Items from a data source
• • • • • • •
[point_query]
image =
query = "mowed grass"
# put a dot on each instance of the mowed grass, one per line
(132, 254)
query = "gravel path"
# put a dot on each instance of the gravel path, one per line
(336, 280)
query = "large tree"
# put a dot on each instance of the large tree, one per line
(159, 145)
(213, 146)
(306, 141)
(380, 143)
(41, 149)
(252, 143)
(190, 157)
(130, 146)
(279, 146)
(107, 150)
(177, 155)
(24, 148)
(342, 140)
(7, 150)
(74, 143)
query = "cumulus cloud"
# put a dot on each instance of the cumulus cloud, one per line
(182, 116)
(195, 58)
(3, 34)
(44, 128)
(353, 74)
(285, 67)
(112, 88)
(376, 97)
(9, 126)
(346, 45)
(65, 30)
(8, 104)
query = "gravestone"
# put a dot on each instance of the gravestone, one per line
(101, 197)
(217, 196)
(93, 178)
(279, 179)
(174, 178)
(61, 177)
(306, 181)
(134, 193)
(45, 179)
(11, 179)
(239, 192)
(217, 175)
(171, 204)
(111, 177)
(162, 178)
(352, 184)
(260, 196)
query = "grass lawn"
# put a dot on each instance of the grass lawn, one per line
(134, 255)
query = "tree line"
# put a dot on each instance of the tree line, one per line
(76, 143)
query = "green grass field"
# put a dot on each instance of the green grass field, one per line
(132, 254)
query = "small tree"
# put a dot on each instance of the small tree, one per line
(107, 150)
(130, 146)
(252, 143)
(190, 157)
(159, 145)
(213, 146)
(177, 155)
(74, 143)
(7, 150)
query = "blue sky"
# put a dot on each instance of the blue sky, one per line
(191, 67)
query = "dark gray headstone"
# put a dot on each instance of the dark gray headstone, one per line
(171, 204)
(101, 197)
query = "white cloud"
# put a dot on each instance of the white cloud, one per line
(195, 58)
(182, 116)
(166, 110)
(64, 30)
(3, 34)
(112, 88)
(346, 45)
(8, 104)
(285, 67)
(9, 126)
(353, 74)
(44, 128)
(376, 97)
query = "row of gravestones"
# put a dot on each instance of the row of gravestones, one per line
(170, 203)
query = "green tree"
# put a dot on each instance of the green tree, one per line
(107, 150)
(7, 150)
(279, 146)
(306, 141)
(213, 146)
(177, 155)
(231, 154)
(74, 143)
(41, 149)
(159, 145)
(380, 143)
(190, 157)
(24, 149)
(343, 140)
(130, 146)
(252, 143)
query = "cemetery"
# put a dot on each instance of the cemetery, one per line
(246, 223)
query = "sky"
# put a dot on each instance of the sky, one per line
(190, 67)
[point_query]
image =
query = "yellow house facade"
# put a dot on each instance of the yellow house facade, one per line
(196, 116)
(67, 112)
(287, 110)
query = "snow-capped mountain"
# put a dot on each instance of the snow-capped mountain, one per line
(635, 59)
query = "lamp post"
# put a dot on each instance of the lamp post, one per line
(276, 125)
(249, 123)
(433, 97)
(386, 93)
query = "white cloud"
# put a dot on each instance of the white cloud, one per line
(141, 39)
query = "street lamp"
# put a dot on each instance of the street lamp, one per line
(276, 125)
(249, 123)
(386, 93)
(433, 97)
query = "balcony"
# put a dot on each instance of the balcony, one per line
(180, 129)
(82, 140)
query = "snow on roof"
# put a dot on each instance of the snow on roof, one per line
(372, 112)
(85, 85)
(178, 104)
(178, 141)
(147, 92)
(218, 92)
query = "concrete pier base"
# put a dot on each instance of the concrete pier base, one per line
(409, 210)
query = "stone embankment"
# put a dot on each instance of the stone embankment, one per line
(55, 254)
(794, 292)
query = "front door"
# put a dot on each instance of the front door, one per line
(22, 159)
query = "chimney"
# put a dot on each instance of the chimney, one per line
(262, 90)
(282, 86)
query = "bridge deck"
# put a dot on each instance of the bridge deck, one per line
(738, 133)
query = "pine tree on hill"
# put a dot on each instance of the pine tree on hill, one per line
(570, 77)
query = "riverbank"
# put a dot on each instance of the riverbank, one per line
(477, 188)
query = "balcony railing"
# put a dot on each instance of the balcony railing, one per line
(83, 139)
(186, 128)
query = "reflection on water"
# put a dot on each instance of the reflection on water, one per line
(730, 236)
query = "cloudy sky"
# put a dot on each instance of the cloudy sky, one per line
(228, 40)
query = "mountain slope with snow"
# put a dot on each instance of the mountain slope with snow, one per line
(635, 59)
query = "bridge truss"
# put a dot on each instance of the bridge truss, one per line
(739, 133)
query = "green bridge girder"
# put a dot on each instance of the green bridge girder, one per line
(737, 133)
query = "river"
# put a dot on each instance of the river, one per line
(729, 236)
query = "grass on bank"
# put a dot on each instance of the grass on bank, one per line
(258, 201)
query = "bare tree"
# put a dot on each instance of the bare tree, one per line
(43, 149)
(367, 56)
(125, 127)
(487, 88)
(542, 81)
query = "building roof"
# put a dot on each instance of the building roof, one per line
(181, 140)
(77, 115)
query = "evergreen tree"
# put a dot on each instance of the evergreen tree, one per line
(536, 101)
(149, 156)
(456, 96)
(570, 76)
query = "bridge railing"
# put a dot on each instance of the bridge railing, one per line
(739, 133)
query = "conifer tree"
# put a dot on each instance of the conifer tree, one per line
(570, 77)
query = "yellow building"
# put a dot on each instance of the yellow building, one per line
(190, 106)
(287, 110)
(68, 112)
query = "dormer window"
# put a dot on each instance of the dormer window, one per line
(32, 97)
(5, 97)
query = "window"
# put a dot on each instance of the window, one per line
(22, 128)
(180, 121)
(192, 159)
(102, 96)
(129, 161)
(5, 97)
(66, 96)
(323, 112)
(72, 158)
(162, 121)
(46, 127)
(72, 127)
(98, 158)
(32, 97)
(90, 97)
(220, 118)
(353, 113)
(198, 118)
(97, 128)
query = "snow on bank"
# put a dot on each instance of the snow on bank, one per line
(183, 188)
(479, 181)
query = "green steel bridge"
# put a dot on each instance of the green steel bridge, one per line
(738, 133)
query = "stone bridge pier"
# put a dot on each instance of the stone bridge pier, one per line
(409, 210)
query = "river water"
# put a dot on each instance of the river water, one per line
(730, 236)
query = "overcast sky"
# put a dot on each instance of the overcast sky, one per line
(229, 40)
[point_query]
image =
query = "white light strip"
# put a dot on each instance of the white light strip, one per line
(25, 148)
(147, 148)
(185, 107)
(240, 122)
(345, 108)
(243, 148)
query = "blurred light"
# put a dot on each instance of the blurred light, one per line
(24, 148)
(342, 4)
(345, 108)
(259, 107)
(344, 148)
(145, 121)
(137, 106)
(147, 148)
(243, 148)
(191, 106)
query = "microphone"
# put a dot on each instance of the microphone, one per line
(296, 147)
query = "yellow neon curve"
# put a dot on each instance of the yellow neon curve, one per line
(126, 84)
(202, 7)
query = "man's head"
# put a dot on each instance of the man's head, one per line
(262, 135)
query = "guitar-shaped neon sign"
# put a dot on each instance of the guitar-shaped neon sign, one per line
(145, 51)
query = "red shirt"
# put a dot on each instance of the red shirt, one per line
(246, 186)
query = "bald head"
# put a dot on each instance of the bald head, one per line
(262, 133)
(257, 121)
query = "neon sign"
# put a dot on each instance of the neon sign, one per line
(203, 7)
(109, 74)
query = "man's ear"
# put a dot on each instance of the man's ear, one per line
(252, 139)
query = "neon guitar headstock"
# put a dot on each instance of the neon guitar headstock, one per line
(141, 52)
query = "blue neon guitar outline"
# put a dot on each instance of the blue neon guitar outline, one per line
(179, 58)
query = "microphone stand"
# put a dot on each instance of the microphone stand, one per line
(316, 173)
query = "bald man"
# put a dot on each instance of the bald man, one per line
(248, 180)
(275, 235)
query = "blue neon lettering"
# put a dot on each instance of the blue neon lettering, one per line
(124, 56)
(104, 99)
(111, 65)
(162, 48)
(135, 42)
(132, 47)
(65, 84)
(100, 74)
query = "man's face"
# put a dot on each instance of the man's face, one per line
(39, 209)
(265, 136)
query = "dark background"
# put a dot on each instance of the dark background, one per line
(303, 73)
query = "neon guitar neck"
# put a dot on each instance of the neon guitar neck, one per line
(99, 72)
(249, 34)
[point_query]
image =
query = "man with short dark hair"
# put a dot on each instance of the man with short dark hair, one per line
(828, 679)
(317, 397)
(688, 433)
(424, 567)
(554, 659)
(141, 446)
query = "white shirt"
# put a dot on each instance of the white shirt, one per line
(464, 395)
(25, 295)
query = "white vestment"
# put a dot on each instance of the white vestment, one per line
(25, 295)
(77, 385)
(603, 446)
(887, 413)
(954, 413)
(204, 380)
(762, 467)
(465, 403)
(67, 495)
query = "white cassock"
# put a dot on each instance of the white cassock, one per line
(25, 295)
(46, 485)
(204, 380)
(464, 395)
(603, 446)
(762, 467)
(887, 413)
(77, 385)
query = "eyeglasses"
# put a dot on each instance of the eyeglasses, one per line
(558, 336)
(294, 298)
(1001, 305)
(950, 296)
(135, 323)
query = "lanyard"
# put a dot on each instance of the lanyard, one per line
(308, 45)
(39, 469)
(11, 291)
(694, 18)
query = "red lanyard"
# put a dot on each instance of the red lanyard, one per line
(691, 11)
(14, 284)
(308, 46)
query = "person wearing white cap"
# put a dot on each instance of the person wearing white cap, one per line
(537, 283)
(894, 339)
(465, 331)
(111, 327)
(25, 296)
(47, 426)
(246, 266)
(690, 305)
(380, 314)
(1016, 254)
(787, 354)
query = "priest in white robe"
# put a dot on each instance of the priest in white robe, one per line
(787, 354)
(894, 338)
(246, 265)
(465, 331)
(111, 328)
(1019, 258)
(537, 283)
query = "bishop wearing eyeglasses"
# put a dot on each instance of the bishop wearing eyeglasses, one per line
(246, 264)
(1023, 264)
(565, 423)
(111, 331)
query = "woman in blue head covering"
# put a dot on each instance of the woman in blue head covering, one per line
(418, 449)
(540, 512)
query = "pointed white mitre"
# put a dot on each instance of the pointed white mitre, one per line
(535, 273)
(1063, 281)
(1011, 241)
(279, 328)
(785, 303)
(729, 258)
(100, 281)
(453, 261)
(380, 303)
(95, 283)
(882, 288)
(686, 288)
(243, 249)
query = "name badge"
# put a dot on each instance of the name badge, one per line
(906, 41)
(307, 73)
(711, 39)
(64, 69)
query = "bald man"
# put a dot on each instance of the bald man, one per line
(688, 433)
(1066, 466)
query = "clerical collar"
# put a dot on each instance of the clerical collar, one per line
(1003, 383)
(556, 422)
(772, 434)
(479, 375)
• • • • • • •
# Exercise task
Return each line of the records that contains the word "grass". Letter case matters.

# Result below
query = "mowed grass"
# put a dot on each instance of the mowed grass, one per line
query = "grass lawn"
# put a dot on each instance of the grass lawn, one per line
query = "green grass field"
# put a dot on each instance of the green grass field, one per line
query = "grass on bank"
# put a dot on each instance of the grass on bank, one per line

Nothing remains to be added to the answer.